> Task brief:
The answer must be every entry, given again word for word.

Stored data entries
..........

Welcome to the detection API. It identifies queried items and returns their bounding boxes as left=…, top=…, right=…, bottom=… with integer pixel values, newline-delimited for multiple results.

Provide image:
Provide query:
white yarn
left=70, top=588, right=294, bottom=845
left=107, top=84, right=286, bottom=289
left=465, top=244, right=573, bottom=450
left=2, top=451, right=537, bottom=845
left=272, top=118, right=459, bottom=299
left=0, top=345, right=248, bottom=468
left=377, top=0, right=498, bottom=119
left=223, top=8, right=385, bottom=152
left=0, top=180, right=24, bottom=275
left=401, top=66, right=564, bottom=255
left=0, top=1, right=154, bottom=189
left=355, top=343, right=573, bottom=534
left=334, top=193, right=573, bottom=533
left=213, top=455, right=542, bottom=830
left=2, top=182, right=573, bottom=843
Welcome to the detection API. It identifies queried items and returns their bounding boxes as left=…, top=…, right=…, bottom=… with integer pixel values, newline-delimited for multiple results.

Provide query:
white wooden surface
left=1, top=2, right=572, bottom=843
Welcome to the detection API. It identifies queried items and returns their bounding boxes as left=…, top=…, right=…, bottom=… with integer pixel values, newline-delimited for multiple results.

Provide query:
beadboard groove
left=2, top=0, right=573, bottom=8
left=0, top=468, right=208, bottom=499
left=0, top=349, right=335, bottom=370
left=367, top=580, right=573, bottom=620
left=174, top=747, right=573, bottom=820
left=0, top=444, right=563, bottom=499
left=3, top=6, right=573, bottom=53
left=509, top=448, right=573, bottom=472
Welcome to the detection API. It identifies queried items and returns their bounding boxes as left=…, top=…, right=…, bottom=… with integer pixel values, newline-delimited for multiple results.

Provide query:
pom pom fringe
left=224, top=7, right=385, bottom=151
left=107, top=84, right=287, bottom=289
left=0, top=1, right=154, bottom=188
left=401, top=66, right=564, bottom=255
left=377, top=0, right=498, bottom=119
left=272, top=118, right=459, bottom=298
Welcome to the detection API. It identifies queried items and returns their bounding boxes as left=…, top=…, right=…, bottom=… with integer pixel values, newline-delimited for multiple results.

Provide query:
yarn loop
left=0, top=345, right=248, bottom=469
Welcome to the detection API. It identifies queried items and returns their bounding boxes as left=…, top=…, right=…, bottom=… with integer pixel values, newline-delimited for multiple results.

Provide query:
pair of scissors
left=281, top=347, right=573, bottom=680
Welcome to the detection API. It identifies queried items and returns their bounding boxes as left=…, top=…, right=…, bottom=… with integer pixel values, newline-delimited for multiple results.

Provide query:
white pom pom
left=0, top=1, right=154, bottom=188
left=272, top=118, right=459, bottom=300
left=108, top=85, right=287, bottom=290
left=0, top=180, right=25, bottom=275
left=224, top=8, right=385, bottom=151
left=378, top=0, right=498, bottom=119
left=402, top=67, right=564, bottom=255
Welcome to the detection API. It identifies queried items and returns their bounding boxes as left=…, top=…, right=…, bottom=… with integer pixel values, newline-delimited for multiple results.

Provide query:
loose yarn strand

..........

> Task answer:
Welcome to the detection API. It identifies queried items and returns their bounding boxes as left=…, top=…, right=…, bottom=… with integer pixel values, newline-delimited for multiple results.

Provide image:
Provide query:
white yarn
left=70, top=588, right=294, bottom=845
left=107, top=84, right=286, bottom=289
left=465, top=244, right=573, bottom=450
left=2, top=451, right=537, bottom=845
left=272, top=118, right=459, bottom=299
left=0, top=345, right=248, bottom=468
left=377, top=0, right=498, bottom=119
left=223, top=8, right=385, bottom=152
left=0, top=180, right=24, bottom=275
left=401, top=66, right=564, bottom=255
left=0, top=1, right=154, bottom=189
left=355, top=343, right=573, bottom=534
left=334, top=193, right=573, bottom=533
left=213, top=455, right=542, bottom=830
left=2, top=182, right=573, bottom=843
Welcome to the detection API. It identifies queried items and returns their bounding boxes as left=…, top=…, right=…, bottom=… with integer pixel values, newline-delimited for multiple results.

Provide query:
white wooden surface
left=1, top=2, right=572, bottom=843
Welcome to the detection API. It identifies queried items and returns their bounding boxes as left=…, top=…, right=…, bottom=… with integer pixel values, newline-delimited for multiple results.

Provide query:
beadboard groove
left=2, top=0, right=573, bottom=8
left=0, top=468, right=208, bottom=499
left=0, top=349, right=335, bottom=370
left=367, top=580, right=573, bottom=620
left=174, top=747, right=573, bottom=820
left=0, top=444, right=563, bottom=499
left=3, top=6, right=573, bottom=53
left=509, top=448, right=573, bottom=472
Welcome to the detection API. It identifies queried items and returns their bounding boxes as left=…, top=…, right=…, bottom=… with integer pixel values, newline-delimited for multiple results.

Provide query:
pom pom fringe
left=224, top=7, right=385, bottom=151
left=107, top=84, right=287, bottom=289
left=0, top=1, right=154, bottom=188
left=401, top=66, right=564, bottom=255
left=377, top=0, right=498, bottom=119
left=272, top=118, right=459, bottom=298
Welcome to the detection API. It identifies queried items and returns their bounding boxes as left=…, top=…, right=…, bottom=… with integer pixel values, newline-delimited for multiple results.

Provide query:
yarn loop
left=0, top=345, right=248, bottom=469
Welcome to the detection API. It identifies queried items and returns their bounding boxes as left=…, top=…, right=…, bottom=… with integer pixel values, newline-delimited for multiple results.

Provide query:
pair of scissors
left=281, top=347, right=573, bottom=680
Welcome to the detection API. It identifies queried items and returns their bounding boxes as left=…, top=…, right=…, bottom=… with integer pixel values, newline-delimited for multiple results.

Provide query:
white pom pom
left=0, top=1, right=154, bottom=188
left=272, top=118, right=459, bottom=300
left=108, top=85, right=287, bottom=290
left=0, top=180, right=25, bottom=275
left=224, top=8, right=385, bottom=151
left=378, top=0, right=498, bottom=119
left=402, top=67, right=564, bottom=255
Welcome to the detection API. It identifies queried items and returns their bounding boxes as left=…, top=…, right=…, bottom=… with integer pixel values, newline-delimited for multiple results.

Provide query:
loose yarn strand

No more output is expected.